### Provided data
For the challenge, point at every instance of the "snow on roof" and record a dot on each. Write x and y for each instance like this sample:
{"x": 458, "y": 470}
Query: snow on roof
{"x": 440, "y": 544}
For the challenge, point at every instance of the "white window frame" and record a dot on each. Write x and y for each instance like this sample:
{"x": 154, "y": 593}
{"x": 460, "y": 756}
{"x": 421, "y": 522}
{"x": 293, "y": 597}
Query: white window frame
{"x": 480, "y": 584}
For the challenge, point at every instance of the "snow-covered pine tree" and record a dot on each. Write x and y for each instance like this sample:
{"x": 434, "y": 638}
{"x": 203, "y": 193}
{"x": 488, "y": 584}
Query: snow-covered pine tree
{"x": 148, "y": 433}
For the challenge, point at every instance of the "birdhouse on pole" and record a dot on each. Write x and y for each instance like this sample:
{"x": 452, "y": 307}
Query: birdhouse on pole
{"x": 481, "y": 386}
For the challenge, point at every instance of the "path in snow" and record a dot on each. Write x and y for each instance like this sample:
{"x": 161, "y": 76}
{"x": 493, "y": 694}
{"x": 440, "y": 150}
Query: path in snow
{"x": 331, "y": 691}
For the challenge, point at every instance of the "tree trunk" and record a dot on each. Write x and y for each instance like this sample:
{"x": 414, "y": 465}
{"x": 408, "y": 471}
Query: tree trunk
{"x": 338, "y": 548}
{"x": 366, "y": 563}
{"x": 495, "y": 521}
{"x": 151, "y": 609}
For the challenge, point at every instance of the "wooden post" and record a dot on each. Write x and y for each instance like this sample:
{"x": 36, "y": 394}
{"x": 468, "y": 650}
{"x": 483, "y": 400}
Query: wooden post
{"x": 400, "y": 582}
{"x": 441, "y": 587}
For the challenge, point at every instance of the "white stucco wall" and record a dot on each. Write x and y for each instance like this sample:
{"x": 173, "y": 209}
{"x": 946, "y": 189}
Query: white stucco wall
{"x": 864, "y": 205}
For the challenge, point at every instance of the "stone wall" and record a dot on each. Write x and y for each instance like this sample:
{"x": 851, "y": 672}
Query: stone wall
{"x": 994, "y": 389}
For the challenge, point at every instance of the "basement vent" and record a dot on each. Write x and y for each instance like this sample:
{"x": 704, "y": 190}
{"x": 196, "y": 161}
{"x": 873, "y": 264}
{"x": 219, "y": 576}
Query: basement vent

### Set task
Go through the records and print each one exactly.

### The response
For the challenge, point at every instance of the "snow on roof" and record a dot on each. Write x and y for each instance like this sample:
{"x": 458, "y": 470}
Query: snow on roof
{"x": 440, "y": 544}
For the challenge, point at every instance of the "white window frame" and record a dot on each. Write x and y for each instance like this sample:
{"x": 154, "y": 593}
{"x": 460, "y": 756}
{"x": 421, "y": 522}
{"x": 293, "y": 597}
Query: white window frame
{"x": 480, "y": 584}
For the challenge, point at every instance of the "snow-covered pine tree" and record a dot on each. Write x and y for each instance like this sample:
{"x": 434, "y": 638}
{"x": 203, "y": 193}
{"x": 488, "y": 584}
Query: snow-covered pine tree
{"x": 148, "y": 433}
For the challenge, point at every instance of the "birdhouse on pole" and record a dot on each. Write x and y for each instance like this sample:
{"x": 452, "y": 307}
Query: birdhouse on pole
{"x": 481, "y": 386}
For the challenge, point at every instance of the "path in snow" and record a dot on each. Write x and y for each instance like this sample:
{"x": 161, "y": 76}
{"x": 493, "y": 694}
{"x": 440, "y": 150}
Query: path in snow
{"x": 331, "y": 691}
For the challenge, point at every instance of the "tree trunk" and record a dot on each. Write x and y for each instance like this sample:
{"x": 414, "y": 465}
{"x": 408, "y": 471}
Query: tree trunk
{"x": 338, "y": 548}
{"x": 366, "y": 563}
{"x": 495, "y": 521}
{"x": 151, "y": 609}
For the challenge, point at every instance of the "wooden post" and record a dot on each. Write x and y for each instance like this sample:
{"x": 36, "y": 394}
{"x": 468, "y": 650}
{"x": 483, "y": 400}
Query: wooden post
{"x": 400, "y": 582}
{"x": 441, "y": 587}
For the challenge, point at every instance of the "white stucco wall" and record a dot on each. Write x and y for each instance like this sample:
{"x": 173, "y": 209}
{"x": 946, "y": 189}
Query: white stucco wall
{"x": 864, "y": 205}
For the challenge, point at every instance of the "stone wall" and record a dot on each. Write x and y for each instance like this sample:
{"x": 851, "y": 672}
Query: stone wall
{"x": 994, "y": 389}
For the challenge, point at every instance of the "basement vent" and record a dot on each. Write x and y for each instance like this sample:
{"x": 704, "y": 190}
{"x": 196, "y": 161}
{"x": 873, "y": 264}
{"x": 219, "y": 576}
Query: basement vent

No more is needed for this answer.